**TASK**
Each entry below should be reproduced character for character.

**SUPPLIED ENTRIES**
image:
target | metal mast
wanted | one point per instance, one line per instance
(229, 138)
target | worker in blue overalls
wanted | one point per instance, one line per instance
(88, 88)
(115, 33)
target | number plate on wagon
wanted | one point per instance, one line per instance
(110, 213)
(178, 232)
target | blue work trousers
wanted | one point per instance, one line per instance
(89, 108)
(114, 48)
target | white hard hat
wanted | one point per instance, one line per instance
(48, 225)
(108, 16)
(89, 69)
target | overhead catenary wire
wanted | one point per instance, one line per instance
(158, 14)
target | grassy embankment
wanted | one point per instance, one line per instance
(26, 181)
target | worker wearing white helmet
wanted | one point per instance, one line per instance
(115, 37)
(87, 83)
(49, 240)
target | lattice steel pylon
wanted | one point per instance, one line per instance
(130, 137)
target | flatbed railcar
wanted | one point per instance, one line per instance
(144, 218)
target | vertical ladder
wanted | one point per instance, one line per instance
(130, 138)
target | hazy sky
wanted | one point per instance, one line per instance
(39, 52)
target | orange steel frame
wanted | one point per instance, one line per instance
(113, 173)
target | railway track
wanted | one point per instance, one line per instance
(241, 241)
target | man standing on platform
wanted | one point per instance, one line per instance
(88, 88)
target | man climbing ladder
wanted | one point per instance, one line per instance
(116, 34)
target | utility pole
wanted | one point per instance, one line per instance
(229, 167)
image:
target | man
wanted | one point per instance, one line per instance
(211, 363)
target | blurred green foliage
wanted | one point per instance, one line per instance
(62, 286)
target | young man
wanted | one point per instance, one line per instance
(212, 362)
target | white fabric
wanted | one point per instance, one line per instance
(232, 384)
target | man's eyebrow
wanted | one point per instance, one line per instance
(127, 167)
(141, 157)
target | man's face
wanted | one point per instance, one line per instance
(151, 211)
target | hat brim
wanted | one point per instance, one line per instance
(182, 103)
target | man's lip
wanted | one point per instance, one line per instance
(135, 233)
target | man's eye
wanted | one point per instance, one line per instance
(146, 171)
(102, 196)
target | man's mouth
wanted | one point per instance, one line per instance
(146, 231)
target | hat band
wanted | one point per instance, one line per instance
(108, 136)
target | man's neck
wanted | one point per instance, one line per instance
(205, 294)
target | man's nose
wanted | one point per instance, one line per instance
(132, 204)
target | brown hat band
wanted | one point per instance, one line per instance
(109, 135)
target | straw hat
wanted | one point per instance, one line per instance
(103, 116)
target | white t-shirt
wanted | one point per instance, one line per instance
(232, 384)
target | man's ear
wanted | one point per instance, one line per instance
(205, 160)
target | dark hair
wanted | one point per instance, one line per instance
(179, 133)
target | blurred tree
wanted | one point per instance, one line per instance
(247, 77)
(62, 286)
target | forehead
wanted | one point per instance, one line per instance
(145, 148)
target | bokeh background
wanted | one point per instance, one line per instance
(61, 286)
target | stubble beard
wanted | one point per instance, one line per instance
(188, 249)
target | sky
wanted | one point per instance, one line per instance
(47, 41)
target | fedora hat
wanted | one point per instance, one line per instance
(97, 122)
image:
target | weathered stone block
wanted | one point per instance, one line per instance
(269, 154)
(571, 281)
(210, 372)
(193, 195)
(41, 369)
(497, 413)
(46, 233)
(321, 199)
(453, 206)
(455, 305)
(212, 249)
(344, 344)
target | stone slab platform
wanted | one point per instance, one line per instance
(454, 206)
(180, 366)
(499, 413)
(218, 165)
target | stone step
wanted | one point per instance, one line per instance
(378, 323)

**SOLVED PROBLEM**
image:
target | metal mast
wanted | one point per instance, one line per instance
(229, 138)
target | worker in blue overalls
wanted | one point per instance, one line per instance
(88, 88)
(115, 33)
target | number plate on wagon
wanted | one point per instance, one line per instance
(110, 213)
(178, 232)
target | blue work trousers
wanted | one point per instance, one line per instance
(89, 108)
(114, 48)
target | white hard hat
wanted | one point per instance, one line per instance
(48, 225)
(108, 16)
(89, 69)
target | overhead catenary wire
wanted | one point per instance, one line per instance
(158, 14)
target | grassy embankment
wanted | one point per instance, one line per instance
(26, 181)
target | worker wearing white helmet
wanted | one point per instance, one line per instance
(115, 37)
(87, 83)
(49, 240)
target | lattice steel pylon
wanted | one point per instance, one line per instance
(130, 137)
target | flatbed railcar
wanted | one point per instance, one line per instance
(144, 218)
target | vertical ladder
wanted | one point per instance, one line per instance
(130, 138)
target | hazy sky
wanted | one point per instance, one line per instance
(39, 52)
target | orange steel frame
wanted | one point per instance, one line per instance
(113, 173)
target | railway track
wanted | one point per instance, one line per instance
(241, 241)
target | man standing on platform
wanted | one point per instance, one line per instance
(88, 88)
target | man climbing ladder
wanted | one point per instance, one line per instance
(116, 34)
target | utility pole
wanted | one point per instance, one line per instance
(229, 167)
image:
target | man
wanted | one point per instance, one line per instance
(211, 363)
target | blurred green foliage
wanted | one point per instance, one line per instance
(62, 286)
target | young man
wanted | one point per instance, one line per instance
(212, 362)
target | white fabric
wanted | one point per instance, one line per instance
(232, 384)
target | man's eyebrow
wanted | one point per instance, one line per instance
(127, 167)
(141, 157)
target | man's face
wanted | one point per instance, one line per instance
(151, 211)
target | hat brim
wanted | one point per instance, one line per instance
(182, 103)
target | man's lip
wanted | one point per instance, one line per instance
(135, 233)
target | man's eye
wanted | one point per instance, one line per instance
(146, 171)
(102, 196)
target | man's mouth
wanted | one point per instance, one line per instance
(146, 231)
target | hat band
wanted | one point per instance, one line per instance
(108, 136)
target | man's neck
wanted | one point per instance, one line per instance
(205, 294)
target | man's nose
wanted | one point per instance, one line per instance
(132, 204)
target | brown hat band
wanted | one point per instance, one line per instance
(109, 135)
target | straw hat
wanted | one point per instance, one line per instance
(103, 116)
target | white t-shirt
wanted | one point per instance, one line per instance
(232, 384)
target | man's ear
wanted | one point per instance, one line per instance
(205, 160)
target | dark hair
wanted | one point per instance, one line per instance
(179, 133)
target | blurred tree
wanted | one point per instance, one line per instance
(247, 77)
(62, 286)
target | forehead
wanted | one point per instance, one line per instance
(145, 148)
target | bokeh background
wanted | one point per instance, one line per instance
(61, 286)
target | stubble beard
wanted | one point per instance, one line per instance
(188, 249)
target | sky
wanted | one point per instance, one line per instance
(47, 41)
target | fedora hat
wanted | one point per instance, one line per instance
(97, 122)
image:
target | weathered stone block
wanted | one point per instance, one line per instance
(269, 154)
(571, 281)
(210, 372)
(193, 195)
(41, 369)
(497, 413)
(46, 233)
(321, 199)
(453, 206)
(455, 305)
(212, 249)
(344, 344)
target | stone slab platform
wanted | one point per instance, one line per instance
(454, 206)
(180, 366)
(499, 413)
(218, 165)
target | stone step
wanted | one point per instance, one line per instance
(378, 323)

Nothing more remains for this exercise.